- Problema 1 -
No texto sobre a desvalorização do conhecimento, até que ano é o ensino obrigatório para todos?
- Problema 2 -
Prossegue o texto sobre a desvalorização do conhecimento a partir do ponto em que termina.

- Excerto -

_ _ _ _ _ _ _

Mas, talvez a pergunta que mais interessa é: como é que chegámos aqui? Numa época em que nunca a ciência esteve tão avançada e em que, apesar das limitações que todos conhecemos, os respectivos benefícios estão ao alcance de cada vez mais, como há tanta gente que não percebe os mínimos suficientes para acompanhar uma explicação de um especialista? Que não percebe sequer o suficiente para se dar conta dos disparates que diz?

A resposta é sem dúvida muito complexa. Mas penso que muitos dos aspectos por que ela passa caibam sob uma cúpula maior: criámos um modelo de sociedade que desvaloriza o conhecimento. Mais! Criámos um modelo de sociedade que valoriza a ignorância e a futilidade, a diversos níveis.

Um primeiro nível terá a ver com o ensino secundário em Portugal. Não sou um estudioso do assunto, mas como professor universitário lido com o produto acabado do ensino secundário. Supostamente até, lidarei com os melhores destes produtos, os que chegam ao ensino superior. O mínimo que posso dizer é que deixam a desejar. Por múltiplas razões, que aqui não cabe desenvolver, mas em particular pela ausência de conhecimentos transversais sobre a sociedade, a vida e o conhecimento em geral. Como é isto possível? O ensino básico e secundário não existe para transmitir a todos os cidadãos um conjunto de conhecimentos básicos considerados essenciais para a vida em sociedade? Não é por isso que é obrigatório para todos até ao 12.º ano? Claro que haverá alunos extraordinários a sair do sistema educativo português mas, da minha experiência, o aluno médio (muito mais relevante para aferir o padrão de exigência e qualidade do que o aluno excepcional) está francamente abaixo do que deveria estar qualquer pessoa que passou 12 anos a estudar. E isso vê-se na incapacidade de compreensão. Porque só quem não compreende pode achar-se uma pessoa informada porque viu dois ou três vídeos da “Universidade” do YouTube, ou porque segue dois ou três influencers no Instagram.

_ _ _ _ _ _ _

- Descrições de regiões em linguagem natural -
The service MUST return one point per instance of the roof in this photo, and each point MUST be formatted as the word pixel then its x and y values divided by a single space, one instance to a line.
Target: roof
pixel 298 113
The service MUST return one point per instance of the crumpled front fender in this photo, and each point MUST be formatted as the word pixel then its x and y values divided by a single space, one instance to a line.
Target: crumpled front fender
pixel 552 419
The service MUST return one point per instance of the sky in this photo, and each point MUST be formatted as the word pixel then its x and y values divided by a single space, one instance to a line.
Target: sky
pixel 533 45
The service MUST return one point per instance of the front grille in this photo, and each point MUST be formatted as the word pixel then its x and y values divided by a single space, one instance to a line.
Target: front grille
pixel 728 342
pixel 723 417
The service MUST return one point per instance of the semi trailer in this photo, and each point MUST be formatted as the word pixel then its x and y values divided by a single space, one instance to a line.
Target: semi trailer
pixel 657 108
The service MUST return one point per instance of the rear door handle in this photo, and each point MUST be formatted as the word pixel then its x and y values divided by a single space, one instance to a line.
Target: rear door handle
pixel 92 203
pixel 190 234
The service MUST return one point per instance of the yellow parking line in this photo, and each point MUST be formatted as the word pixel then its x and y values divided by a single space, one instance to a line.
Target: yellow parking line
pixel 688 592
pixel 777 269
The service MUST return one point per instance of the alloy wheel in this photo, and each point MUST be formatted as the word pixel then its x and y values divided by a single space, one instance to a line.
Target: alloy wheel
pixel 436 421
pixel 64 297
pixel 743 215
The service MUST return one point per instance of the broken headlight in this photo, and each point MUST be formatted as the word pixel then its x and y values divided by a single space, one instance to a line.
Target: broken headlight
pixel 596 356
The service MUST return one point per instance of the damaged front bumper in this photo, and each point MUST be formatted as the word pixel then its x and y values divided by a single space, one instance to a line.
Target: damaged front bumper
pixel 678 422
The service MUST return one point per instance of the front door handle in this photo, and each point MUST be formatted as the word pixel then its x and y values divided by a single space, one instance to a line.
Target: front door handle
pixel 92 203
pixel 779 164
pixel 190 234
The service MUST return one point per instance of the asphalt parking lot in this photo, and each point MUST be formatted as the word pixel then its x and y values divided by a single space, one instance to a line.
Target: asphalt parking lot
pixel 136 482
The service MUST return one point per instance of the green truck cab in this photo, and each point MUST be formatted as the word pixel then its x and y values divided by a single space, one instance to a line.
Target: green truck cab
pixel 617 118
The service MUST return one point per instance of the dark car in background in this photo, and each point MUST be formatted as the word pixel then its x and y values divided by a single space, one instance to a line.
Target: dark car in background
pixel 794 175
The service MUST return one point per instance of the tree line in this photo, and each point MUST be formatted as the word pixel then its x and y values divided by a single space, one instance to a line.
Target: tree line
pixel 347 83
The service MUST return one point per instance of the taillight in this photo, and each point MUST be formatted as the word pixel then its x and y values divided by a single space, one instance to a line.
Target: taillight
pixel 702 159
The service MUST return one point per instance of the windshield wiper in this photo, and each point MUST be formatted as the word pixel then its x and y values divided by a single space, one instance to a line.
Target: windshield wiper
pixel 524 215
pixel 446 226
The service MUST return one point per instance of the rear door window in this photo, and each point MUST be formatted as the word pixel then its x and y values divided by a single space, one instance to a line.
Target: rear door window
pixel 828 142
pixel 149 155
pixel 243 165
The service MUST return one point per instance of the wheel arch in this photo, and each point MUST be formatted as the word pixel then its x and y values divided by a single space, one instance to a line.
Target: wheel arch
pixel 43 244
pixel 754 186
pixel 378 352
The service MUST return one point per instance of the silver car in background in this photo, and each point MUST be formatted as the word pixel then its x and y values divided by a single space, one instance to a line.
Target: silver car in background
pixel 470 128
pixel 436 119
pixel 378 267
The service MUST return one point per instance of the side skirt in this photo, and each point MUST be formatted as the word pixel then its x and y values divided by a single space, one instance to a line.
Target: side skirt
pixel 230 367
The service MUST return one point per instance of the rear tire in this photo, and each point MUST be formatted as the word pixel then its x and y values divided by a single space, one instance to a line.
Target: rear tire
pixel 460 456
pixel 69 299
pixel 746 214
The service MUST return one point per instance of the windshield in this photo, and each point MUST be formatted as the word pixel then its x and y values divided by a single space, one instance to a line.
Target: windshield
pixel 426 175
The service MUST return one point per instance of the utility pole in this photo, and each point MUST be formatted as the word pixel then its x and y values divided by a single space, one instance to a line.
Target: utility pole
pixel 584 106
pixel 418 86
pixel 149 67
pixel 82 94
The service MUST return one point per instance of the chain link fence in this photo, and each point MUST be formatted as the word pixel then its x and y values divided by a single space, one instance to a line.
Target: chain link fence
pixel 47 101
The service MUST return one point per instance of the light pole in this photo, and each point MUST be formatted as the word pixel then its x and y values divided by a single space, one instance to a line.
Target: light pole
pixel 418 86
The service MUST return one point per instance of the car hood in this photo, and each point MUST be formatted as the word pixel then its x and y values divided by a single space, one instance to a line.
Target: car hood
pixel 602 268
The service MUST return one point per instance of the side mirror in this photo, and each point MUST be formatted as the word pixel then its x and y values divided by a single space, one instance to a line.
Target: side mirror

_ _ _ _ _ _ _

- Resposta 1 -
Até ao 12.º ano.

- Resposta 2 -
Um segundo nível da resposta é conexo com a parte final do ponto anterior: glorificamos pessoas estúpidas. Achamos que alguém famoso percebe alguma coisa sobre alguma coisa, com base em facto nenhum a não ser a sua fama. Assumimos que ser famoso e, às vezes, bem-sucedido torna uma pessoa apta a ser um modelo para a sociedade, dando-nos conselhos de vida, e tecendo considerações sobre a sociedade em geral. E, claro, a maior parte destas pessoas não tem pudor nenhum em comentar tudo e mais alguma coisa, com extraordinária leviandade.

Alguns dos programas com maior audiência em Portugal são os programas das tardes. Cheios de painéis de pessoas, especialistas em coisa nenhuma, que comentam tudo, para pessoas que absorvem cada palavra e para quem cada uma dessas palavras é um dogma. Há uns anos, num desses programas, João Malheiro comentou que a Organização Mundial da Saúde tinha retirado a homossexualidade da sua lista de doenças, mas contra a sua opinião.

Pior ainda, porque mais perigosos, são os semi-especialistas, ou pseudo-cientistas, que nesses mesmos programas aparecem – de bata branca, para impressionar –, propagandeando dietas ou curas milagrosas, enganando com o discurso que soa científico sem o ser.

Em abono da verdade, há também genuínos conhecedores com presença regular. Porém, como os “milagres”, o sensacionalismo e a teoria da conspiração são mais apelativos, as presenças destes são menores.

Um terceiro nível tem a ver com o comportamento dos poderes públicos. Os mesmos que desesperaram perante as dificuldades em fazer os portugueses compreender a potencial gravidade da situação; a importância de usar máscara; a importância do distanciamento social; etc. Estes mesmos poderes públicos autorizaram a abertura em Portugal de licenciaturas em: Acupunctura; Osteopatia; Medicina Tradicional Chinesa e Fitoterapia, entre outras. Os benefícios para a saúde destas actividades são, na melhor das hipóteses, duvidosos. As respectivas credenciais científicas praticamente inexistentes (cfr. “A ciência e os seus inimigos”, de Carlos Fiolhais e David Marçal) e, no entanto, o Estado, ao acreditá-las como licenciaturas, dá-lhes a chancela de ciência.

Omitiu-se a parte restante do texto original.